| Objective |
Format as a Markdown table, with columns headed "Row" and "Listing line," the lines of the listing below that begin with the line containing "The pointer SHOULD return, for each instance of the girl's hand" and run through the line containing "The pointer SHOULD return, for each instance of the orange". Number each row and leave out any blank lines.

| Data section |
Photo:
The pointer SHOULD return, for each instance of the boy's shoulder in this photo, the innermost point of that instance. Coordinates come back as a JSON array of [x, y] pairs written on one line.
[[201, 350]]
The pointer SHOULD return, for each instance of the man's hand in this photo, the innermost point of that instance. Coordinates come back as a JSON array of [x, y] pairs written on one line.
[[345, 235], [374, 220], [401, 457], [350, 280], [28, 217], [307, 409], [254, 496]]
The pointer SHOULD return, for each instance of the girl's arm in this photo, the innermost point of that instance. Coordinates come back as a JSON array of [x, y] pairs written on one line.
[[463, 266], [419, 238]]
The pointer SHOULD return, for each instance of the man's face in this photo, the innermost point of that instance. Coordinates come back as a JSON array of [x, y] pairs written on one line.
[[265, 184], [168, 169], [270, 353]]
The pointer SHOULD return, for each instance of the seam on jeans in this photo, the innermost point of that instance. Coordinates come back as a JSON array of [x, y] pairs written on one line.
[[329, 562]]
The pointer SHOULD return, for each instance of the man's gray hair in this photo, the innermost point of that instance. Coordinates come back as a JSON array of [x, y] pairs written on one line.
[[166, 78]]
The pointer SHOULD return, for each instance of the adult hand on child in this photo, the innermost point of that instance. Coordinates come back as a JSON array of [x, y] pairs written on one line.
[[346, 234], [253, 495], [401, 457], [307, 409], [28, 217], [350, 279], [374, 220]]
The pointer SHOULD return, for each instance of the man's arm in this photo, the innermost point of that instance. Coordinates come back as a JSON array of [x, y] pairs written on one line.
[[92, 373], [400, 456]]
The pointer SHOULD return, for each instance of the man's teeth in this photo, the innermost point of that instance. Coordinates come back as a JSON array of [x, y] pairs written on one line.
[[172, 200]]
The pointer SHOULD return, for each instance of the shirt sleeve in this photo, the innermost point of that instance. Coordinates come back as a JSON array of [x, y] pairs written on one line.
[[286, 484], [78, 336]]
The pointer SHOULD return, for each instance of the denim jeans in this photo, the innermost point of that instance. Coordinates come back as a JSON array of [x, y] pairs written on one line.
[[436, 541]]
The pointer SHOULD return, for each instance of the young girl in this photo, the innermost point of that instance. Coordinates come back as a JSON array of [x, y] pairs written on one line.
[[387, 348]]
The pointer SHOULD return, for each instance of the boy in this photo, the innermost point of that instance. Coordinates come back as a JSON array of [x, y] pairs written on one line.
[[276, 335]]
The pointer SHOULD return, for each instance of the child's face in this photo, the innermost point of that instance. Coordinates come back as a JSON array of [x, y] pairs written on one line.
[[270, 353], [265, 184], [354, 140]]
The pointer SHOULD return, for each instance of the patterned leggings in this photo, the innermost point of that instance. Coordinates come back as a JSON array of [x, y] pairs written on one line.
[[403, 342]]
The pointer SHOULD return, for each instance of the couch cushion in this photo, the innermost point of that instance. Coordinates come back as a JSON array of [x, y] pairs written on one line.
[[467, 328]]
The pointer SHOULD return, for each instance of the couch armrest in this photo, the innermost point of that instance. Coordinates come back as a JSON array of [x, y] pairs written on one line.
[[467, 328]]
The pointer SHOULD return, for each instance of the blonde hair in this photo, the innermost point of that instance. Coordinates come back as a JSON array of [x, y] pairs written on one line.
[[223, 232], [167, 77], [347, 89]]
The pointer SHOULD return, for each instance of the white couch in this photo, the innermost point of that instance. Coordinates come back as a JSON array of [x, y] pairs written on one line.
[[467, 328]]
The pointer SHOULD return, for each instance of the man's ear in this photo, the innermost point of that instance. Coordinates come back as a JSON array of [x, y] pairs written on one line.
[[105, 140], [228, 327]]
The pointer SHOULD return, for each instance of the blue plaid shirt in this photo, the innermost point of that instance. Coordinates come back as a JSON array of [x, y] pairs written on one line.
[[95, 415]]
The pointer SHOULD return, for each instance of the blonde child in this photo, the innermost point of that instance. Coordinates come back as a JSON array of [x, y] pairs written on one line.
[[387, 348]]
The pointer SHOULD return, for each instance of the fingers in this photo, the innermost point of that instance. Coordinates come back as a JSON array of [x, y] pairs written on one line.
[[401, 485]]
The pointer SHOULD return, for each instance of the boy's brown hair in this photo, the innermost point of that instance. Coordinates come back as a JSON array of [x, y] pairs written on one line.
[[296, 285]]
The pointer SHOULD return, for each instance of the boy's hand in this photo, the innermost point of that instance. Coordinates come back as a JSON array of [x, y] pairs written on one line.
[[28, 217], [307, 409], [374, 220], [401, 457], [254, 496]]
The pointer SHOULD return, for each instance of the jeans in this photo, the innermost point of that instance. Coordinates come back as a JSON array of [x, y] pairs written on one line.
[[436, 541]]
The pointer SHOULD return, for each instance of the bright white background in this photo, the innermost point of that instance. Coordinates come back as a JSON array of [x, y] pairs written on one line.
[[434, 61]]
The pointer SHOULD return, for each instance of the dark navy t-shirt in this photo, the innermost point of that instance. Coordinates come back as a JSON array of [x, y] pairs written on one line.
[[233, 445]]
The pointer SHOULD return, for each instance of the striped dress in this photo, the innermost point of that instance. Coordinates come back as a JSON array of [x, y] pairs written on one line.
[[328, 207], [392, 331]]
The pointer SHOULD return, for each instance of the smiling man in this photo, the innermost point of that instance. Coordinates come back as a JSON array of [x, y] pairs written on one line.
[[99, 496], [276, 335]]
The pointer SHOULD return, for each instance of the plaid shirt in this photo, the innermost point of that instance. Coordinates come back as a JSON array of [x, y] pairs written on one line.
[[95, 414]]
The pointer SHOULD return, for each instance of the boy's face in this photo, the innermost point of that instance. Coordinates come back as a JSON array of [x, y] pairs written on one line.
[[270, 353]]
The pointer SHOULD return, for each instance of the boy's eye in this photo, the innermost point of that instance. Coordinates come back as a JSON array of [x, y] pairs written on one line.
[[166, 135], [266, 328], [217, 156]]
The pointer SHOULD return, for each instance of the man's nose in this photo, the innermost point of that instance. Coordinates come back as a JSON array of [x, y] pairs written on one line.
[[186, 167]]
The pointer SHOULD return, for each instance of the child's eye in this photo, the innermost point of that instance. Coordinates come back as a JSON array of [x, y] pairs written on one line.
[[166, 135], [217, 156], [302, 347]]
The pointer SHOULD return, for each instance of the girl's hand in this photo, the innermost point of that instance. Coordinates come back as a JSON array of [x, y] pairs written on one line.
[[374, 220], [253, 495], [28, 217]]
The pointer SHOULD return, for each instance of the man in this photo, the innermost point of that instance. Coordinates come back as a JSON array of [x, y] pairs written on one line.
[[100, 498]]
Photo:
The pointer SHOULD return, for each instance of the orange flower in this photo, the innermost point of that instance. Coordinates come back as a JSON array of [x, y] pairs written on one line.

...

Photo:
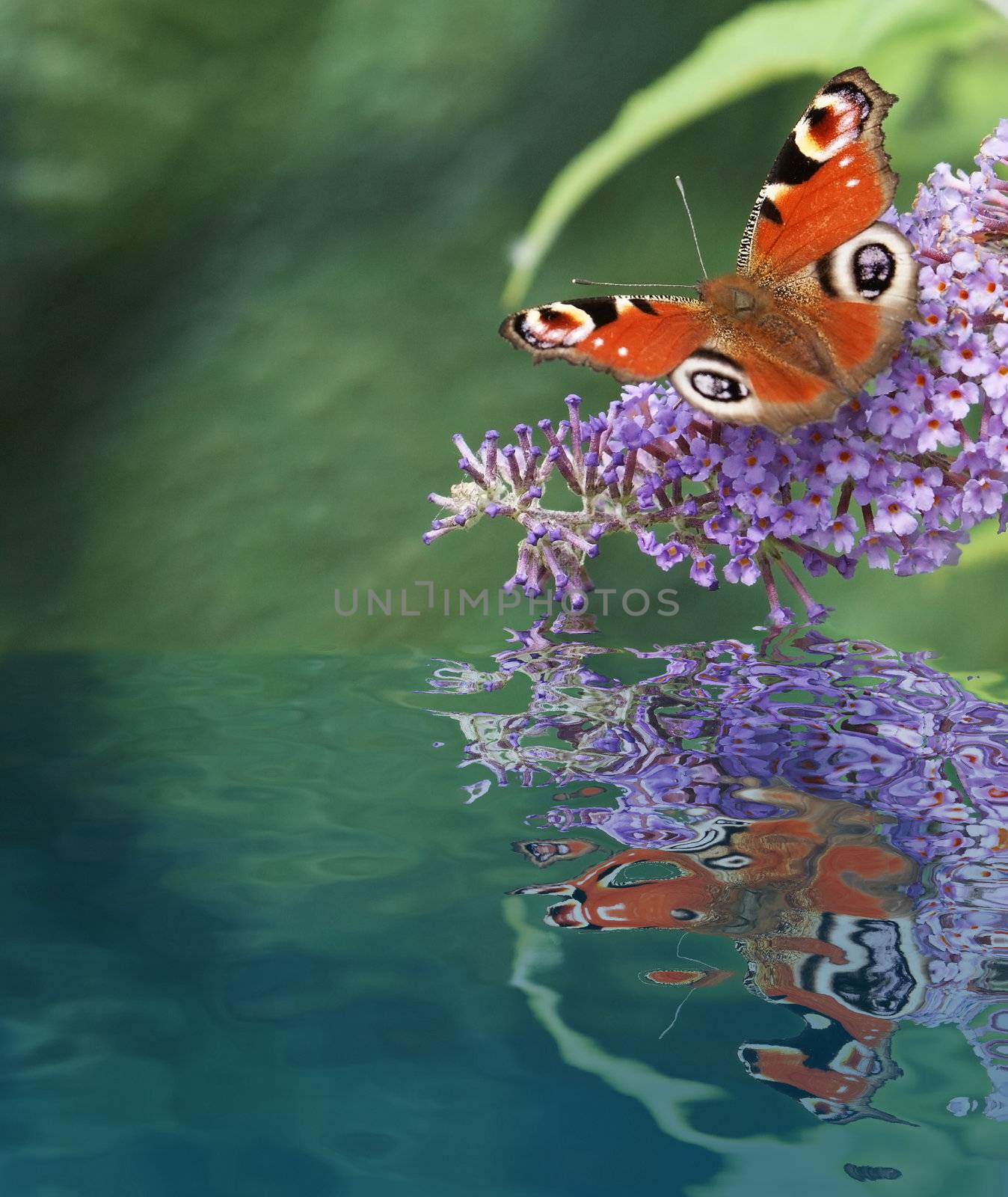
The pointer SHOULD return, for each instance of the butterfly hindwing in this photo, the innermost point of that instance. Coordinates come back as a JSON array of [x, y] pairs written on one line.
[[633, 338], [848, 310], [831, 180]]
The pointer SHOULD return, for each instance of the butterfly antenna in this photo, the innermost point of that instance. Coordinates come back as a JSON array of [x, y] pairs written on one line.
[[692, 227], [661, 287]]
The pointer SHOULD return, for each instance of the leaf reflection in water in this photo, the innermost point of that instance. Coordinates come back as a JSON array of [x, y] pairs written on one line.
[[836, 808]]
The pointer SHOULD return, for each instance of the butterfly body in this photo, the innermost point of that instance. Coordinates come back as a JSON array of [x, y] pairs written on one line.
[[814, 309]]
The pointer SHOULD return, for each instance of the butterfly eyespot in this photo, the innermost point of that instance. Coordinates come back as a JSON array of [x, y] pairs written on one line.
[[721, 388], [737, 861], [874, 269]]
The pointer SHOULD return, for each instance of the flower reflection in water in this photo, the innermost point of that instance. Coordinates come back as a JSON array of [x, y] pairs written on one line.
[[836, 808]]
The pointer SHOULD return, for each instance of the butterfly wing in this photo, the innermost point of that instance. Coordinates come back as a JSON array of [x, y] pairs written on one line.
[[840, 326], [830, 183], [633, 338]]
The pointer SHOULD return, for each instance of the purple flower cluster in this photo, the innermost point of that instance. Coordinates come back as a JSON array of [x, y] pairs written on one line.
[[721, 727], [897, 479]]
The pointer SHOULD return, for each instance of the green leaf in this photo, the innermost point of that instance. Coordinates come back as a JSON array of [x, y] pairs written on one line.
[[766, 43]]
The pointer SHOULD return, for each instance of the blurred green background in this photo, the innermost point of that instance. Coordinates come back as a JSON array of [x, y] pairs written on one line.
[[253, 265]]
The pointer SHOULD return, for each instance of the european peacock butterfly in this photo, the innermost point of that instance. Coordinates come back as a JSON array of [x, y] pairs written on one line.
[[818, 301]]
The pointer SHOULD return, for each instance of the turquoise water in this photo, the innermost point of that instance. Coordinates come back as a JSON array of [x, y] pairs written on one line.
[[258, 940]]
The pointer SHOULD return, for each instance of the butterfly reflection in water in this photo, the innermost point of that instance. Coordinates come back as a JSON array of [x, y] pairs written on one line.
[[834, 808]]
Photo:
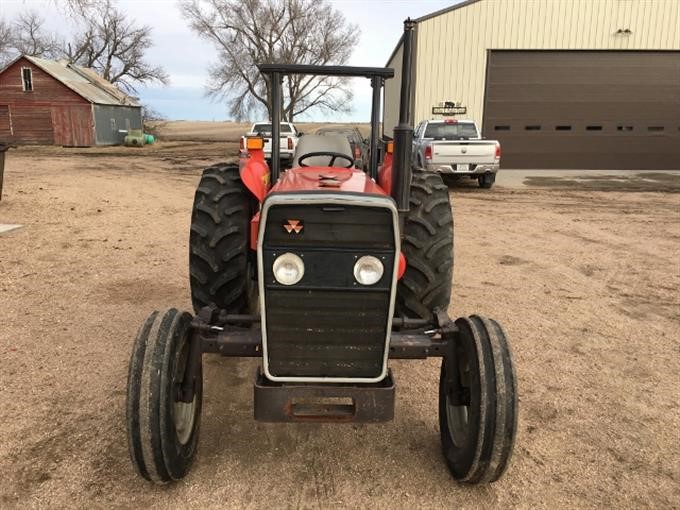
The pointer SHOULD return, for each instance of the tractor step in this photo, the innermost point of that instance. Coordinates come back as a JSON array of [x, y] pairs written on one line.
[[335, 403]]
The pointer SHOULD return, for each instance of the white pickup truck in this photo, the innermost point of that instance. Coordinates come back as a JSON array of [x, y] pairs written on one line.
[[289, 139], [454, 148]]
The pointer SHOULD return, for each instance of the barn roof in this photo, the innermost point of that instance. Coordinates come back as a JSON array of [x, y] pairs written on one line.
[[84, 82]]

| Written answer |
| Row | Listing line |
|---|---|
| 1 | The pointer SHOULD return, for each instance of the girl's hand in this photo, the innermost point of that instance. Coordinates come back as a JSON array of [x, y] pairs written on one line. |
| 2 | [[374, 220], [253, 495], [28, 217]] |
| 3 | The pointer SHOULD return, for each instance of the man in this photo, the innermost point of that instance. Coordinates come back as a JSON array of [x, y] pairs written on one line. |
| 4 | [[100, 498]] |
| 5 | Photo: |
| 6 | The pointer SHOULD return, for each instance of the orange flower in this photo, the innermost point of that instance. Coordinates come back as a JSON array of [x, y] pairs written on one line. |